• **EXCERPT**:
»»

Are you sure it's static and not just sticky i.e you didn't pay or ask for an address or block of addresses?

We are talking about your external address here not your internal - probably a 192.168.x.x address or maybe a 10.x.x.x.

Don't worry if the ping or tracert commands don't work on some sites as some will be configured not to reply. Just ask here if anyone else can get a response from the same site.

What make of router/modem are you using? This might give someone an idea of common problems with the device. I know you said you tried two but you never know and the software you installed for the usb modem might have altered your setup or the equivalent vice versa. Confused now?


----------



## mattjg01 (Jul 3, 2006)

Just got the missus to run tracert for me, and it went all the way to the Freedom 2 Surf website with similar times as previous posts, it didn't time out at all.

««

• **INSTRUCTIONS FOR THE TASK**: Write out, word for word, the part of the forum thread between "What make of" and "versa. Confused now?", inclusive.

[Rows taken from a pointing dataset]

»»

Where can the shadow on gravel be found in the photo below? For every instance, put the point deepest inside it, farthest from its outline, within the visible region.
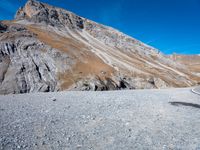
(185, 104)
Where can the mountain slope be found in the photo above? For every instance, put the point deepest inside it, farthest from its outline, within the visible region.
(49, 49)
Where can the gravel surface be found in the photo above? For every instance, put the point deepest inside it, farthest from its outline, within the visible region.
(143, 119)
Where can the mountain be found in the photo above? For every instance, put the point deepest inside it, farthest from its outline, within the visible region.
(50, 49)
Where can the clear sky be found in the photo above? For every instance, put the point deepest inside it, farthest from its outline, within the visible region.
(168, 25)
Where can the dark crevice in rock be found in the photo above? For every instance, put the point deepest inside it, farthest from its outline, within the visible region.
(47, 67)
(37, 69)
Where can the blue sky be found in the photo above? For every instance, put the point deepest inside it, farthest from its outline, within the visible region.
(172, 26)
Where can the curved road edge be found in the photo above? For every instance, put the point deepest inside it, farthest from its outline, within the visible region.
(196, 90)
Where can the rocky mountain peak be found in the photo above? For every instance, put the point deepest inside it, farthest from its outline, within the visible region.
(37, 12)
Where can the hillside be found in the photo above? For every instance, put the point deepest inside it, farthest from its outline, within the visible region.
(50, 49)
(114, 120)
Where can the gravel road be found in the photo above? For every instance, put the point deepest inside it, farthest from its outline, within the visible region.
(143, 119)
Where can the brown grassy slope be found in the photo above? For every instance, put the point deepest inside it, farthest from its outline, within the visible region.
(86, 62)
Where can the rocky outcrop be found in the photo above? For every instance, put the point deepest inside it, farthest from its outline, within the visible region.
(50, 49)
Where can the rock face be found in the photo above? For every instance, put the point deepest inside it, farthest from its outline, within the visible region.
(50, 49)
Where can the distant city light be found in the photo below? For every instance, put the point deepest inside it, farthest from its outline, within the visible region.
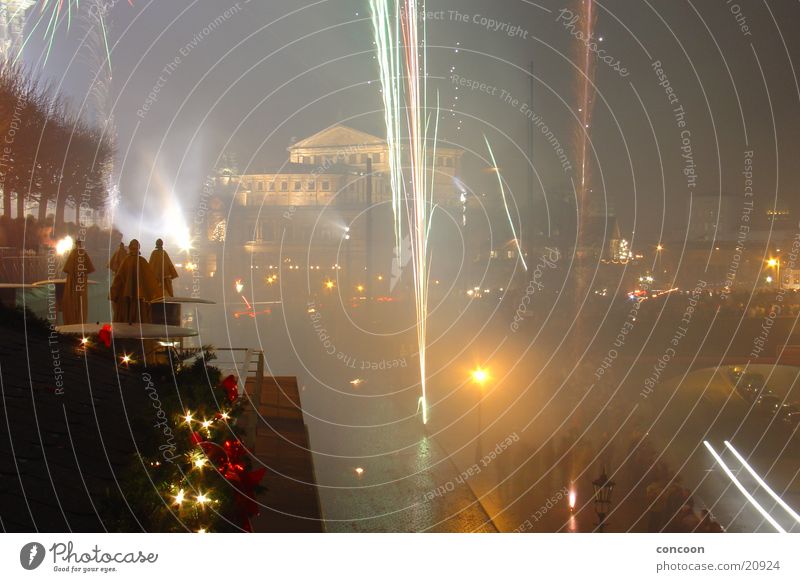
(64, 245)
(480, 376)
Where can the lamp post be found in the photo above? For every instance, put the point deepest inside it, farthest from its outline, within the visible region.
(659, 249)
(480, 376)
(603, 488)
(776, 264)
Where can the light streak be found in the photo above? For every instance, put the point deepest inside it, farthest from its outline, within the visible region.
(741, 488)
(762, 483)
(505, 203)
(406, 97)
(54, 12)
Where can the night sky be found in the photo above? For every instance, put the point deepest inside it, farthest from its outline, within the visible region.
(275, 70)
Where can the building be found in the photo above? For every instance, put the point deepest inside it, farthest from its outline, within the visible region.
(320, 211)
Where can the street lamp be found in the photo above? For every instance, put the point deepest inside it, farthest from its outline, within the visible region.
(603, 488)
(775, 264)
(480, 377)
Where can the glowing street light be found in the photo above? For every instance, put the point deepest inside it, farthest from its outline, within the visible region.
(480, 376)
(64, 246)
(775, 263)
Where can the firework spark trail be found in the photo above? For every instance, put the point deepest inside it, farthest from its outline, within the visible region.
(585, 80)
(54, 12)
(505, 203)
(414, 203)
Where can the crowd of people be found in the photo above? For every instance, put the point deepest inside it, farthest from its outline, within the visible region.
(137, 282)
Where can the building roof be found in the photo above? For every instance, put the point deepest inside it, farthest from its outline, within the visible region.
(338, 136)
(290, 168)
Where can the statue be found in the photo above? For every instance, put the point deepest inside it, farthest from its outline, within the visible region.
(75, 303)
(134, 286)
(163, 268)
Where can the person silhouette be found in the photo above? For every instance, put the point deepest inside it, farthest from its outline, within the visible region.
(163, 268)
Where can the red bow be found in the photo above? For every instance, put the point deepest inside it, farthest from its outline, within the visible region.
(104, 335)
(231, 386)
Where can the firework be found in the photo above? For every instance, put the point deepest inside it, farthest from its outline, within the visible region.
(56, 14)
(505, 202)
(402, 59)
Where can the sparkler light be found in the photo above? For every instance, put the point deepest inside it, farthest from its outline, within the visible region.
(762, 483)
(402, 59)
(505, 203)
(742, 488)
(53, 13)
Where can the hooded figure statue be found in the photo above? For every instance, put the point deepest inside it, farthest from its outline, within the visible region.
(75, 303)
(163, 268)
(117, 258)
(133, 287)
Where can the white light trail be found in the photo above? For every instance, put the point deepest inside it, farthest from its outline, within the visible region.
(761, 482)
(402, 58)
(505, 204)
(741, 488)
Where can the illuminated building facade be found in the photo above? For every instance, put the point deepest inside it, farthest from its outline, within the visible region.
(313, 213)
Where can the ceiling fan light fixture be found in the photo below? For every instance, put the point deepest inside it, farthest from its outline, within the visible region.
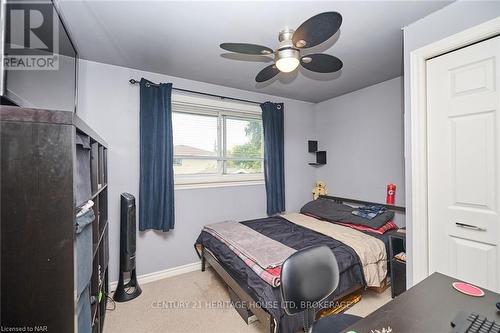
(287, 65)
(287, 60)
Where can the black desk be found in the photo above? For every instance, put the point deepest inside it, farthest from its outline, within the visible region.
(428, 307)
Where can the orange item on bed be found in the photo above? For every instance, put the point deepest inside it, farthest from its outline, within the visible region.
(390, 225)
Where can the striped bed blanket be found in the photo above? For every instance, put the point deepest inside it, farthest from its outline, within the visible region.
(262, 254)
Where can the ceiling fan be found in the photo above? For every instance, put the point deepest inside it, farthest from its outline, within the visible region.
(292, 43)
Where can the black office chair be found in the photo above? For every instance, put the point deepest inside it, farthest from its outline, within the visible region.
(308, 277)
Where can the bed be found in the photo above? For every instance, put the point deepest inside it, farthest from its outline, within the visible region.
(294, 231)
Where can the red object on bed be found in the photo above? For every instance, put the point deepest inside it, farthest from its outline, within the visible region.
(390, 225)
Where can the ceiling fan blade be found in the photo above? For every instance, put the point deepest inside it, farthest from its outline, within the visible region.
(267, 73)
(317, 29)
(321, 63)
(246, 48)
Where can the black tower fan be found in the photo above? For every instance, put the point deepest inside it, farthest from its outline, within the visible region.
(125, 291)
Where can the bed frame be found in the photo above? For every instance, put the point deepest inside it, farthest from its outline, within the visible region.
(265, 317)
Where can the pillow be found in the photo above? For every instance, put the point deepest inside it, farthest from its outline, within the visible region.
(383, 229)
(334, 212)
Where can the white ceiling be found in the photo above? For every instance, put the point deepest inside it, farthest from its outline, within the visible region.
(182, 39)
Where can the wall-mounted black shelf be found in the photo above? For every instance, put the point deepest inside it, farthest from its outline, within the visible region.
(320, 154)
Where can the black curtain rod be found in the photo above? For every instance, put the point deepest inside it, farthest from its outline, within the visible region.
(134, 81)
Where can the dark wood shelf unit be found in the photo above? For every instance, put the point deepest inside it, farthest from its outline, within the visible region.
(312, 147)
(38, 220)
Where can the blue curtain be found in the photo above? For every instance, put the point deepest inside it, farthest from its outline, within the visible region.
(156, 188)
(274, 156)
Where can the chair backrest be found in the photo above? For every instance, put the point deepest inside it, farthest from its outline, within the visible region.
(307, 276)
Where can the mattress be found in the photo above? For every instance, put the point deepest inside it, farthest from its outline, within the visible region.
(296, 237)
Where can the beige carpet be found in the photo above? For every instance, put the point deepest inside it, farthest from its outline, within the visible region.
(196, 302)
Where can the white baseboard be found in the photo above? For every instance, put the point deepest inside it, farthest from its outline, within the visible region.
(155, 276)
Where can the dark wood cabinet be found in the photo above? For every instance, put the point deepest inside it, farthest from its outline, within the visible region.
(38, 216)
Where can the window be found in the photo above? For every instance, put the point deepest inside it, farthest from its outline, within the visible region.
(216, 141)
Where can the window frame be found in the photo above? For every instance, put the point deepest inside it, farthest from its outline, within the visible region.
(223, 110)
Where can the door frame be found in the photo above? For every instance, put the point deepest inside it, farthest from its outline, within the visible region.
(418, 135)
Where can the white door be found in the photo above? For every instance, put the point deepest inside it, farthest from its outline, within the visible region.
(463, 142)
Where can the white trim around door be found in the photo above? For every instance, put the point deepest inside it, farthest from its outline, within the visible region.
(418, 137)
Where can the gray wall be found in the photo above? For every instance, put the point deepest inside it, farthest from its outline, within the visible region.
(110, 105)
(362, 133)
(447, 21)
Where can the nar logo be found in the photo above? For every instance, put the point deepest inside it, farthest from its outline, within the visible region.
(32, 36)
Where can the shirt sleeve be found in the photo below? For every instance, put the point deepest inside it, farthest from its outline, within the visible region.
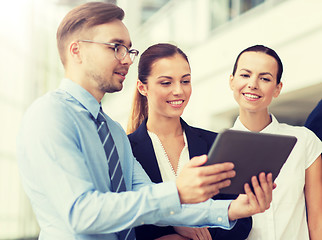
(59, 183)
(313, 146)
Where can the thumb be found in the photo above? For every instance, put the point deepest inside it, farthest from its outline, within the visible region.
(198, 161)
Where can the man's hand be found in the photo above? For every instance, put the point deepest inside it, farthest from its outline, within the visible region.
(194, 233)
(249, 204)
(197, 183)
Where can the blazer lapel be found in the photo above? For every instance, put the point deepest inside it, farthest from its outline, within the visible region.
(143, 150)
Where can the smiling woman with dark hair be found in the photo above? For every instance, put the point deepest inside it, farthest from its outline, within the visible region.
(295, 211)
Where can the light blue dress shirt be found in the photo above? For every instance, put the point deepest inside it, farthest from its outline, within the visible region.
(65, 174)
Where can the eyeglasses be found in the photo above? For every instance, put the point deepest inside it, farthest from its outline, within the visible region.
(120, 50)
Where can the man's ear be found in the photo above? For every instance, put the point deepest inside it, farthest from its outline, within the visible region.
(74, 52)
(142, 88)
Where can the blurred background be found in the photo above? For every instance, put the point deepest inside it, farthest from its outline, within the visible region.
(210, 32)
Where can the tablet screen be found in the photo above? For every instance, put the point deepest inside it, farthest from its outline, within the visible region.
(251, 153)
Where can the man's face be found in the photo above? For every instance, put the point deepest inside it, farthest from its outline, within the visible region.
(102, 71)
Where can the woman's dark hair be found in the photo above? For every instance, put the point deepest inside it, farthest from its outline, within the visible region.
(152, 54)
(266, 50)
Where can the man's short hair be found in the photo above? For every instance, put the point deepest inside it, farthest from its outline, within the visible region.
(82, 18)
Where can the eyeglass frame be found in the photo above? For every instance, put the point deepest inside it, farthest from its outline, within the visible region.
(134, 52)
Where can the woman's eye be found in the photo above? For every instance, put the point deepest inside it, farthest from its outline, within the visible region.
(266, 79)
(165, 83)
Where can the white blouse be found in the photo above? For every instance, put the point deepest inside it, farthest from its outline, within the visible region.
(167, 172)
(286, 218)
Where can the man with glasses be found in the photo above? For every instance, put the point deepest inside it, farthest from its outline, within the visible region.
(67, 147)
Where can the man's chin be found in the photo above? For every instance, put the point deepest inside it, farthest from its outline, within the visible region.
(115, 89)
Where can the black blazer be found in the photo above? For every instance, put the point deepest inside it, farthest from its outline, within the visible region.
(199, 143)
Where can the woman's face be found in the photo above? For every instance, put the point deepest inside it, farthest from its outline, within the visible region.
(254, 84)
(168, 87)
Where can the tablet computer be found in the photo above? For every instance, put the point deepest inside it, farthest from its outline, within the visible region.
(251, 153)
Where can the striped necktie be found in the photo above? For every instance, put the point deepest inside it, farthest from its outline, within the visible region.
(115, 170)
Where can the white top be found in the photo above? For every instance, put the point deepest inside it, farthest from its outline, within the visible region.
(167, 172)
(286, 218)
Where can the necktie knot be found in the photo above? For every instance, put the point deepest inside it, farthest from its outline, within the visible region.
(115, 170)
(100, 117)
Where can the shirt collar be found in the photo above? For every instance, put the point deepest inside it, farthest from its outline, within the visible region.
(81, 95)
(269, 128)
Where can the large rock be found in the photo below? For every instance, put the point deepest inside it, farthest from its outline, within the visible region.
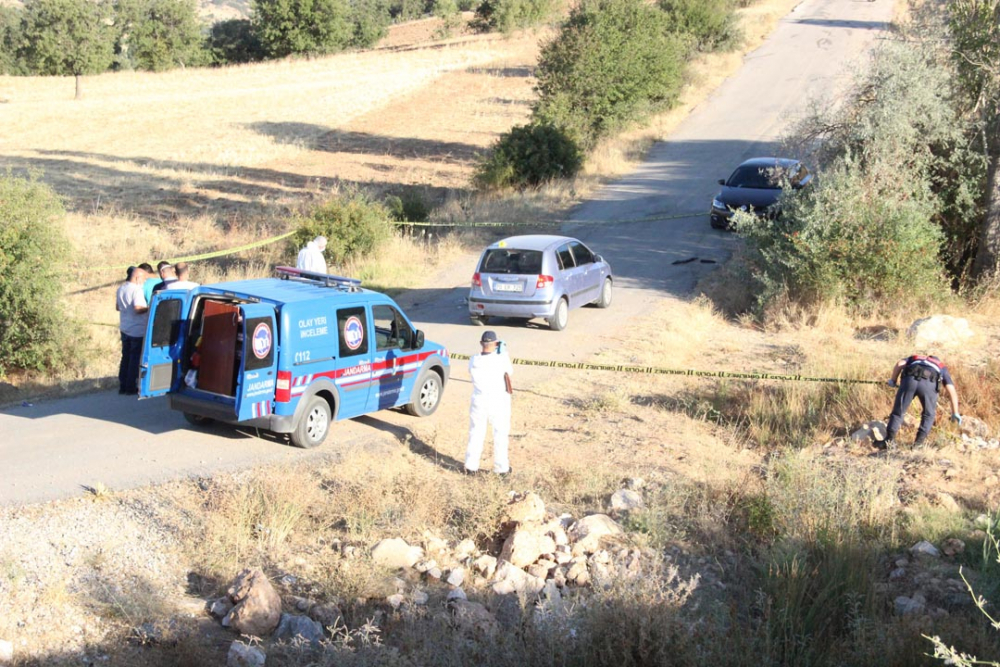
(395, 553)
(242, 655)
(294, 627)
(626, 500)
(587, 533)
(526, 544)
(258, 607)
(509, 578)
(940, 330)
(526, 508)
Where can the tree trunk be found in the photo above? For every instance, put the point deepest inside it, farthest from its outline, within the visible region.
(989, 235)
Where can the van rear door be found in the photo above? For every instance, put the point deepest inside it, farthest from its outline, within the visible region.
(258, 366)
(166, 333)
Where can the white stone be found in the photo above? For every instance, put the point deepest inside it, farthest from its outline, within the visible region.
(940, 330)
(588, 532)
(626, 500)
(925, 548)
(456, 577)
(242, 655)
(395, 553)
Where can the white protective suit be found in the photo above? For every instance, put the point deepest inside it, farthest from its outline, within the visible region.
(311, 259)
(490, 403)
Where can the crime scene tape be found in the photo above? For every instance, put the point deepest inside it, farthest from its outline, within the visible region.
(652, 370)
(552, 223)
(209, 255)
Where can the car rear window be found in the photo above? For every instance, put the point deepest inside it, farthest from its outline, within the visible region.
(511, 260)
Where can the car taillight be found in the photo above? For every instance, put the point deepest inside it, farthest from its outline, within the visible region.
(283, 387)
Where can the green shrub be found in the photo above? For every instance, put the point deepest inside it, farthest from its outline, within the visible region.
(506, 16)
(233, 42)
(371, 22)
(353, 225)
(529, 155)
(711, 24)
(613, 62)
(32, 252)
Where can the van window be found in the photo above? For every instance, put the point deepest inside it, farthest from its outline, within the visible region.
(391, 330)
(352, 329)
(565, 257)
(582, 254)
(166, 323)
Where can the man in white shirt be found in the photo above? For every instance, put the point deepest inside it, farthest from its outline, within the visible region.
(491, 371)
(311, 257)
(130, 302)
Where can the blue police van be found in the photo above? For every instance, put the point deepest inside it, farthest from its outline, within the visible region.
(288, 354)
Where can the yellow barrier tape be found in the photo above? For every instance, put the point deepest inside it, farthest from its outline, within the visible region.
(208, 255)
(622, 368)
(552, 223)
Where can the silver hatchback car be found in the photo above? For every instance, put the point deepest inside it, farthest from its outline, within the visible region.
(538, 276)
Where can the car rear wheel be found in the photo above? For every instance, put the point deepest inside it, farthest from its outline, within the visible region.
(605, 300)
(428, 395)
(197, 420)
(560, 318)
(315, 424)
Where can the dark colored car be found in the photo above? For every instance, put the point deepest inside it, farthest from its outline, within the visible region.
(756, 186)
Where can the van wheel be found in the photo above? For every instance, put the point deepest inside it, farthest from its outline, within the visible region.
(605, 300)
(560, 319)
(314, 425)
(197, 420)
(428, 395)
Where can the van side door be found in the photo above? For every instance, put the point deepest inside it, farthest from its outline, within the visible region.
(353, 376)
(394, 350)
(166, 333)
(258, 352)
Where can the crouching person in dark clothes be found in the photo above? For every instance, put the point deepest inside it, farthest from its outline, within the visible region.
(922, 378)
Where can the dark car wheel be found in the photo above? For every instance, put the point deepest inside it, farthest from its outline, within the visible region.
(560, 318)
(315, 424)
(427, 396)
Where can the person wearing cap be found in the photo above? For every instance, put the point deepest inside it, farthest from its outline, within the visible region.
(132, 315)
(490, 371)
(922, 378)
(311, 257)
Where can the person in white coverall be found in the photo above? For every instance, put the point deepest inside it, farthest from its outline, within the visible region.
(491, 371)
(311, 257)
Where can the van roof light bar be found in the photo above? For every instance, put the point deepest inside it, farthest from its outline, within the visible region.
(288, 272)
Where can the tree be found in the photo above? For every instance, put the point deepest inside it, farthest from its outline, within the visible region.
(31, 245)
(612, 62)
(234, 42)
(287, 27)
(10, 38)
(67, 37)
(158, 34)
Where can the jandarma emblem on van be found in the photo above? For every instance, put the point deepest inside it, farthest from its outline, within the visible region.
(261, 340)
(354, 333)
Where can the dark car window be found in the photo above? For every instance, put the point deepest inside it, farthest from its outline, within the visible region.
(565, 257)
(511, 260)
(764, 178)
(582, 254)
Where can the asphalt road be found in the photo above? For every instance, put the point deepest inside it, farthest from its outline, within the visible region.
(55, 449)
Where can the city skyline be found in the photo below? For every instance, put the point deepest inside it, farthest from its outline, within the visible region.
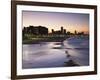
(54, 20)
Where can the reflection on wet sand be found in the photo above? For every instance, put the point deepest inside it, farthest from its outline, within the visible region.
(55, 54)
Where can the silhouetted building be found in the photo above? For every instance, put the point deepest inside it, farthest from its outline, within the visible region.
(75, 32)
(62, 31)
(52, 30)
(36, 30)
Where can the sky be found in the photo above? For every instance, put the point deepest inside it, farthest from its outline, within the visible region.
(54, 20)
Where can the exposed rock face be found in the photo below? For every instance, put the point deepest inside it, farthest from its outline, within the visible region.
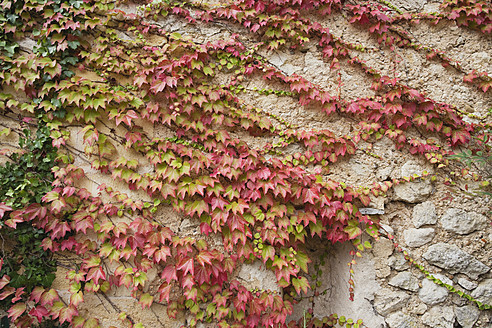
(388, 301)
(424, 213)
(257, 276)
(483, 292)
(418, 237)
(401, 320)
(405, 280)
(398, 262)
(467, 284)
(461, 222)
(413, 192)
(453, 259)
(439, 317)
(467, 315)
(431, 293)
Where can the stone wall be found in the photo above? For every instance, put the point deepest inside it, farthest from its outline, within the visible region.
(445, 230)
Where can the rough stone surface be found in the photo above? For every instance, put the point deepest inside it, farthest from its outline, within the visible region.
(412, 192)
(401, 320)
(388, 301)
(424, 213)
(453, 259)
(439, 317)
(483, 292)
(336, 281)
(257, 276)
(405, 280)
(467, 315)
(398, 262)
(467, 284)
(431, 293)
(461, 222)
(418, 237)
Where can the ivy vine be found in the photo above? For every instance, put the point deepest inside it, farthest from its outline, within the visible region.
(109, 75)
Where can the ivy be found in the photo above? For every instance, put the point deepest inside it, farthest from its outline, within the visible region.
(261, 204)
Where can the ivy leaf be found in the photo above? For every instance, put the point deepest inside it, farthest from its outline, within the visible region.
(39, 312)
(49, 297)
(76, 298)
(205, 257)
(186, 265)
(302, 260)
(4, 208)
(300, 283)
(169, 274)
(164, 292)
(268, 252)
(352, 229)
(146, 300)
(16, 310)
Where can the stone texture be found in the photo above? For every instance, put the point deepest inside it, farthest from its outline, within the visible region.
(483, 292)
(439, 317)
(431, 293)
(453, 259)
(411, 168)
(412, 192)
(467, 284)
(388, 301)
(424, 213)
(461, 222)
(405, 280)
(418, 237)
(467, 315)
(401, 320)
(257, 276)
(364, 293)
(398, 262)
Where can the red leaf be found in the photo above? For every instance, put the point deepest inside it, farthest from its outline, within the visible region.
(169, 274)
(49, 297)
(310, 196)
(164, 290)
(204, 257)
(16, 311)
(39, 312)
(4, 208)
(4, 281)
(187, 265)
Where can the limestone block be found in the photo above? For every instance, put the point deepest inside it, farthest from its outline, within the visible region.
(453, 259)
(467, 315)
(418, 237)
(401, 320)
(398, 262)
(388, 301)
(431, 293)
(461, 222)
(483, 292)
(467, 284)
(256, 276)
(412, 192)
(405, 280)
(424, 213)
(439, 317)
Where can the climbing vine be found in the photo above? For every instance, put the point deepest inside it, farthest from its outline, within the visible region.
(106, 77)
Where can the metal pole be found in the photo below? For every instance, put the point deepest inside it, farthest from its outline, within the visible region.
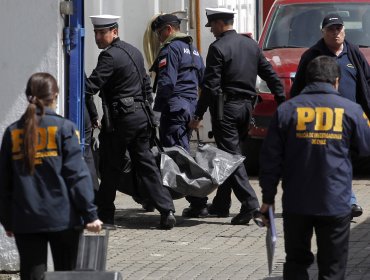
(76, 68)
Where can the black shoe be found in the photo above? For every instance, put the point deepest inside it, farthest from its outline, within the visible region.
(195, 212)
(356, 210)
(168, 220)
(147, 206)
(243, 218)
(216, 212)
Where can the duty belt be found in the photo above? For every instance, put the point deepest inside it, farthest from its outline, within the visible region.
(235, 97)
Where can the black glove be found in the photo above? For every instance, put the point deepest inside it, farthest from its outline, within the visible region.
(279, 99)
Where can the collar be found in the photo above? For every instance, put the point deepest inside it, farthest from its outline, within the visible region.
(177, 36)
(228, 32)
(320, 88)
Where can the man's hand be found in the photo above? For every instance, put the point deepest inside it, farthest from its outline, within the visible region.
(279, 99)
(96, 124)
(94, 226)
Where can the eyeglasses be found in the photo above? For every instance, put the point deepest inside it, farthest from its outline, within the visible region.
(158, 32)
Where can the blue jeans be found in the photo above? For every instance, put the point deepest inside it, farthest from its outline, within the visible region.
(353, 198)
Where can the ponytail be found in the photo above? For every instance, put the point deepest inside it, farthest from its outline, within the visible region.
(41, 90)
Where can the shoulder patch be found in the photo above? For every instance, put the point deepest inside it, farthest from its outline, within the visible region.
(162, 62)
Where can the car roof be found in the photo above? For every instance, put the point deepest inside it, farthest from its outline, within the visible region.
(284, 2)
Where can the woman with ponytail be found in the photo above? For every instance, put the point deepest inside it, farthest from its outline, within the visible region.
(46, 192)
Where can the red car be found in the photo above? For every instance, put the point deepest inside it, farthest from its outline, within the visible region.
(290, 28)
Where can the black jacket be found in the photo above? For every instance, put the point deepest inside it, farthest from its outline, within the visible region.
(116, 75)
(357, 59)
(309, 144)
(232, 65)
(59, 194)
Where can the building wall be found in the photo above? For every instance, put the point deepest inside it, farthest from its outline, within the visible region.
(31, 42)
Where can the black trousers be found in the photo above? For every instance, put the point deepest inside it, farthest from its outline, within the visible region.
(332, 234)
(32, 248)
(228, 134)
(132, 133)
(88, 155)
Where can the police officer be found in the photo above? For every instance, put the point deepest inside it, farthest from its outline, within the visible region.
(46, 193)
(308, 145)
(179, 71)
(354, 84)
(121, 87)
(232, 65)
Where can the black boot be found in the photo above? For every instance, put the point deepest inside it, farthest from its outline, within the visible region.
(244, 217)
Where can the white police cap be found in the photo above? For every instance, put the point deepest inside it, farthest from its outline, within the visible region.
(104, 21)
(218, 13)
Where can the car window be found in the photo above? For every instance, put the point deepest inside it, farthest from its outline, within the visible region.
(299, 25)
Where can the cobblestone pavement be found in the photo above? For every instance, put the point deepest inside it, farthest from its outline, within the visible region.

««

• **CORRECT RESPONSE**:
What make of router/modem are you using? This might give someone an idea of common problems with the device. I know you said you tried two but you never know and the software you installed for the usb modem might have altered your setup or the equivalent vice versa. Confused now?